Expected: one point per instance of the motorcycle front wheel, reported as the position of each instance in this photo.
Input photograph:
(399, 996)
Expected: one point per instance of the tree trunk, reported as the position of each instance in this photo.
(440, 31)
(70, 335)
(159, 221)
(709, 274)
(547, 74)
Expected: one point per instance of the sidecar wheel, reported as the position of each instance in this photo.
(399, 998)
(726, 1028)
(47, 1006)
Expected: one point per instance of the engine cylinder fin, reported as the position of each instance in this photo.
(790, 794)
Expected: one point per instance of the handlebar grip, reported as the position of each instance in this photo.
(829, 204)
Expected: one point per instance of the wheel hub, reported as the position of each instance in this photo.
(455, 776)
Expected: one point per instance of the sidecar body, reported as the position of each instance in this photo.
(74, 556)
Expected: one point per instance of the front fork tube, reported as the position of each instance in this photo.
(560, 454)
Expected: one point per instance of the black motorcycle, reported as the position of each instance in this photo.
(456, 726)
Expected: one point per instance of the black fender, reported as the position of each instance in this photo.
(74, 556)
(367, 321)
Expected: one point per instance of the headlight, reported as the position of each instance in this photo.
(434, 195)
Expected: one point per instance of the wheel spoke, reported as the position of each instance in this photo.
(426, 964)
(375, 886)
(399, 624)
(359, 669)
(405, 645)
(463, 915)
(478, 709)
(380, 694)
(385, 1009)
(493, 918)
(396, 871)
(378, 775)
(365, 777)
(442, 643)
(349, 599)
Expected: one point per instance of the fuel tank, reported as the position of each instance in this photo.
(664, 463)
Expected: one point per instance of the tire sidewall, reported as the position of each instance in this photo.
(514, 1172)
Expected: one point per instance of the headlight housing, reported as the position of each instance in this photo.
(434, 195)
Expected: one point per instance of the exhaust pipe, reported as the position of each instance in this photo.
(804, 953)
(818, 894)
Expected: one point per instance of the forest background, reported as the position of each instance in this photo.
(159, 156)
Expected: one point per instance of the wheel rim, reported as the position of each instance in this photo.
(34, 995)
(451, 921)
━━━━━━
PROMPT.
Retype all of the data above, line for line, without changing anything.

EXPECTED OUTPUT.
Expected: one point per instance of the motorcycle front wheel, reported as the position of each instance in this photo.
Input photograph:
(399, 996)
Expected: one point per instance of the tree trunk, reported as the position of each instance in this photo.
(440, 31)
(70, 335)
(159, 221)
(709, 274)
(547, 74)
Expected: one point per instance of the sidecar wheel, reported as the position of each instance in this photo.
(399, 998)
(726, 1028)
(47, 1006)
Expected: one point per instance of the engine cylinder fin, reported as the position of each instance in this photo.
(790, 794)
Expected: one point per instance of the handlebar grip, reported as the position of each instance in this photo.
(829, 204)
Expected: one point per instance of the wheel hub, reported as the position of each instance in this photo.
(455, 776)
Expected: one point per instance of the sidecar body, reported as the position of each instance in this photo.
(74, 556)
Expected: one point per instance of the front fork tube, reported as the position of each instance in this photo.
(560, 454)
Expected: one point per instance of the black motorcycle, reported as the position of each instance in this photo.
(456, 726)
Expected: one point per instance of the black fender, reported as the position of each instance in this photo.
(74, 556)
(367, 321)
Expected: one point per instance of the headlight, reported as the position of each instance in this photo.
(434, 195)
Expected: one point per instance of the wheel spoke, reported as the position of each instance in this photo.
(426, 964)
(375, 886)
(399, 624)
(359, 669)
(405, 645)
(463, 915)
(478, 709)
(380, 694)
(385, 1009)
(493, 918)
(396, 871)
(378, 775)
(365, 777)
(442, 643)
(349, 599)
Expected: one point per instance of the fuel tank, reported as the position of each instance in this photo.
(664, 463)
Expected: one point per instance of the tire sidewall, reported as the position of each instance in this photo.
(514, 1172)
Expected: one point per instance of the headlight housing, reported as the position of each instance in this photo.
(434, 195)
Expected: one point per instance of the exhaust pipe, reported as the position of each instance in this photo.
(804, 953)
(818, 894)
Expected: one point per instance of the forest background, reported as the position of each instance in this photo.
(159, 156)
Expected: one point per instance of the wheel rim, reported as the position of each instance in this photo.
(34, 995)
(451, 921)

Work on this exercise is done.